Extracto del texto

━━━━━━━━

Cada año, el Premio Nobel de Economía pone sobre la mesa teorías que, aunque parecen reservadas a los grandes tanques del pensamiento académico, terminan marcando la vida real de los negocios, las políticas y hasta la forma en que entendemos el progreso. En 2025, el reconocimiento fue para Joel Mokyr, Philippe Aghion y Peter Howitt, tres economistas que han dedicado su vida a entender por qué las economías crecen cuando se animan a innovar, y por qué se estancan cuando el miedo, la rutina o la complacencia toman el control.

A simple vista, parece una conversación sobre macroeconomía o desarrollo global. Pero si se la mira desde la lupa de una PYME, el mensaje es directo y urgente: el crecimiento no viene de hacer más de lo mismo, sino de animarse a hacerlo distinto. Lo que estos tres economistas demostraron con modelos, nosotros lo vemos todos los días en la vida real de las pequeñas y medianas empresas.

La innovación como motor, no como adorno

Mokyr, Aghion y Howitt coinciden en algo esencial: el progreso sostenido no se explica por acumular más capital, más empleados o más máquinas, sino por usar mejor lo que tenemos a través de la innovación. No necesariamente la innovación que aparece en los titulares —la de Silicon Valley o las startups que levantan millones—, sino la que ocurre en el día a día, cuando una empresa se pregunta cómo puede mejorar su producto, reducir un desperdicio o atender mejor a sus clientes.

En las PYMES, ese tipo de innovación no siempre se ve como una prioridad. Muchas veces, se la considera un lujo o algo reservado para los grandes. Pero si algo enseña la historia económica, es que las empresas que innovan sobreviven, y las que no, desaparecen sin que nadie las ataque. No porque hagan las cosas mal, sino porque el mundo alrededor cambia más rápido que ellas.

Innovar no siempre significa inventar algo nuevo. Puede ser ajustar un proceso, repensar la manera de comunicar, revisar una política de precios o introducir tecnología que ya existe, pero nadie se había animado a probar. Lo importante es entender que la innovación no es una moda, sino una forma de pensar. Un empresario que no cuestiona lo que hace, que no revisa sus supuestos o que cree que “ya lo probó todo”, está mucho más cerca de la obsolescencia que de la estabilidad.

La destrucción creativa: el precio del progreso

Uno de los aportes más famosos de estos autores es la idea de la “destrucción creativa”, que originalmente viene de Schumpeter, pero que Aghion y Howitt desarrollaron en modelos modernos de crecimiento endógeno. La idea es simple, aunque incómoda: para que algo nuevo nazca, algo viejo debe morir. En el mundo de las PYMES, eso puede traducirse en abandonar productos que ya no generan valor, modificar una forma de trabajar que funcionó durante años, o incluso cambiar el rol del propio empresario dentro de la organización.

━━━━━━━━

Consigna 1
Repite sin cambios el pasaje del extracto sobre el Nobel de Economía desde "En las PYMES, ese" hasta "de la estabilidad.".
Consigna 2
Indica con sí o no si cada afirmación coincide con el extracto sobre el Nobel de Economía, y cita las palabras que lo deciden: (a) el Nobel de Economía de 2025 fue para tres economistas; (b) la idea de la destrucción creativa tiene su origen en Aghion; (c) innovar siempre significa inventar algo nuevo.
Los registros no tienen relación con el extracto.

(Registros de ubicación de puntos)

━━━━━━━━

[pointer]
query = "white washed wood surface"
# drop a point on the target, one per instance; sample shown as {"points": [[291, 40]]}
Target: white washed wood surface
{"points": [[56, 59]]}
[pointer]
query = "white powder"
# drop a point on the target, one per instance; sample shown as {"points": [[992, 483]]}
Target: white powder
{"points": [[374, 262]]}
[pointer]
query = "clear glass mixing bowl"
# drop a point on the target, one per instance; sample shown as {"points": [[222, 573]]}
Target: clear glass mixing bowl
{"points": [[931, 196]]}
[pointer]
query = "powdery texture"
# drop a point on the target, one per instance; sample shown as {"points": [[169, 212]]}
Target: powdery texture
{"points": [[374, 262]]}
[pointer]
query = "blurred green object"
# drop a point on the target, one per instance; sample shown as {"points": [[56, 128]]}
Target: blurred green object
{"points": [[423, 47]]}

━━━━━━━━

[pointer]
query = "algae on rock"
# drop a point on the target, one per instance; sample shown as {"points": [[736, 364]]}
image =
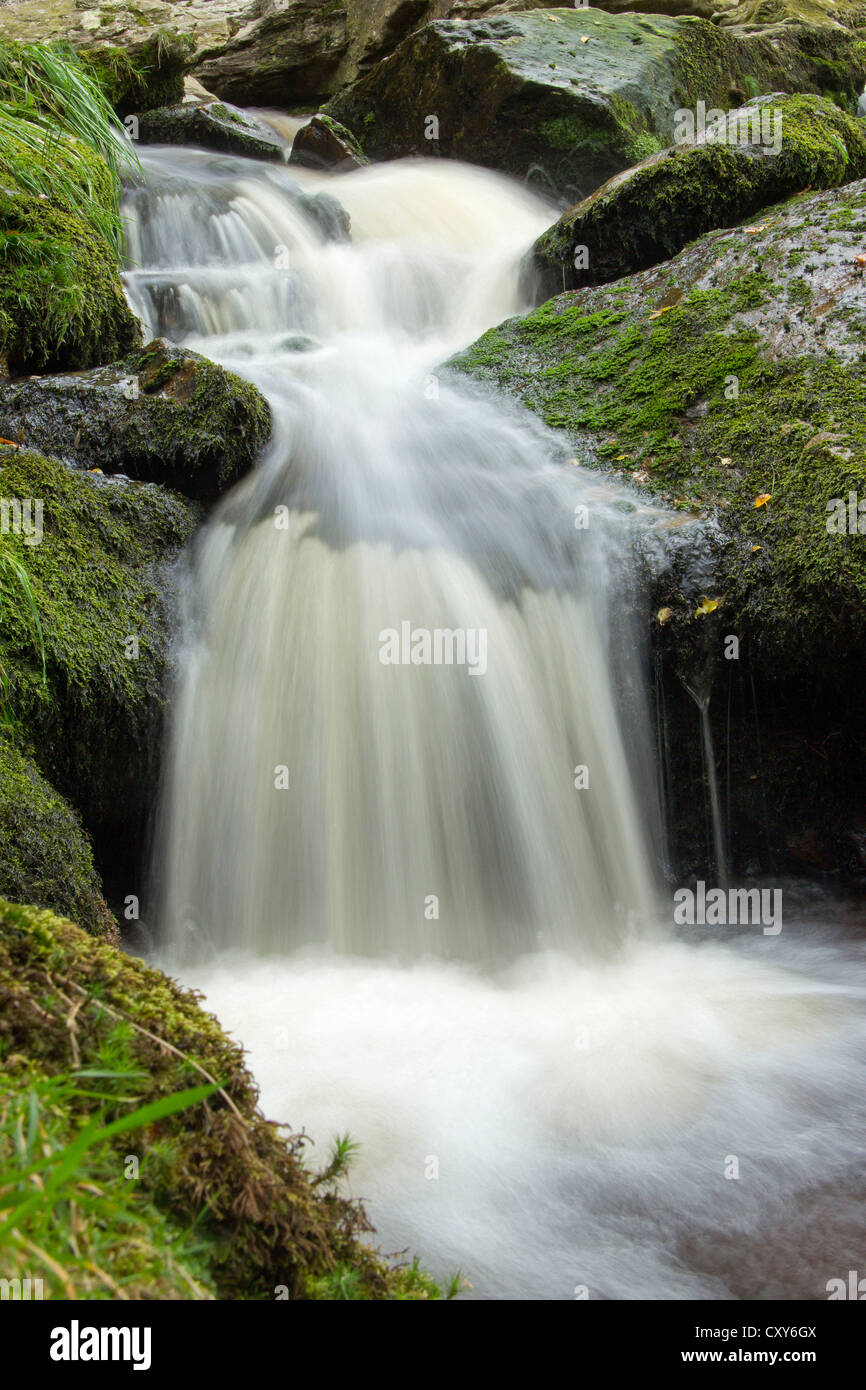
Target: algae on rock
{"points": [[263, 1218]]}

━━━━━━━━

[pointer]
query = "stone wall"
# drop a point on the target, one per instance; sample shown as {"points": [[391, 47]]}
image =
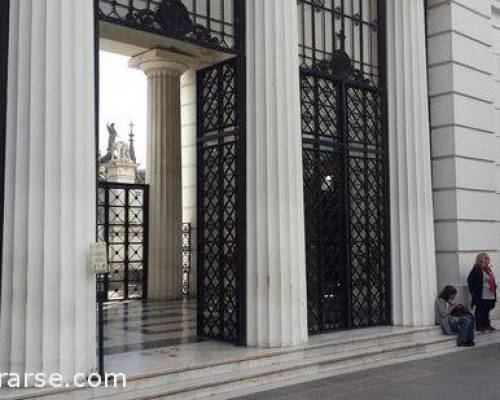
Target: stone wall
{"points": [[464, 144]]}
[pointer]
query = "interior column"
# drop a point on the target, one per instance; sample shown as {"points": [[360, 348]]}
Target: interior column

━━━━━━━━

Respuesta completa 1
En las PYMES, ese tipo de innovación no siempre se ve como una prioridad. Muchas veces, se la considera un lujo o algo reservado para los grandes. Pero si algo enseña la historia económica, es que las empresas que innovan sobreviven, y las que no, desaparecen sin que nadie las ataque. No porque hagan las cosas mal, sino porque el mundo alrededor cambia más rápido que ellas.

Innovar no siempre significa inventar algo nuevo. Puede ser ajustar un proceso, repensar la manera de comunicar, revisar una política de precios o introducir tecnología que ya existe, pero nadie se había animado a probar. Lo importante es entender que la innovación no es una moda, sino una forma de pensar. Un empresario que no cuestiona lo que hace, que no revisa sus supuestos o que cree que “ya lo probó todo”, está mucho más cerca de la obsolescencia que de la estabilidad.

Respuesta completa 2
(a) Sí: «el reconocimiento fue para Joel Mokyr, Philippe Aghion y Peter Howitt, tres economistas».
(b) No: «que originalmente viene de Schumpeter».
(c) No: «Innovar no siempre significa inventar algo nuevo».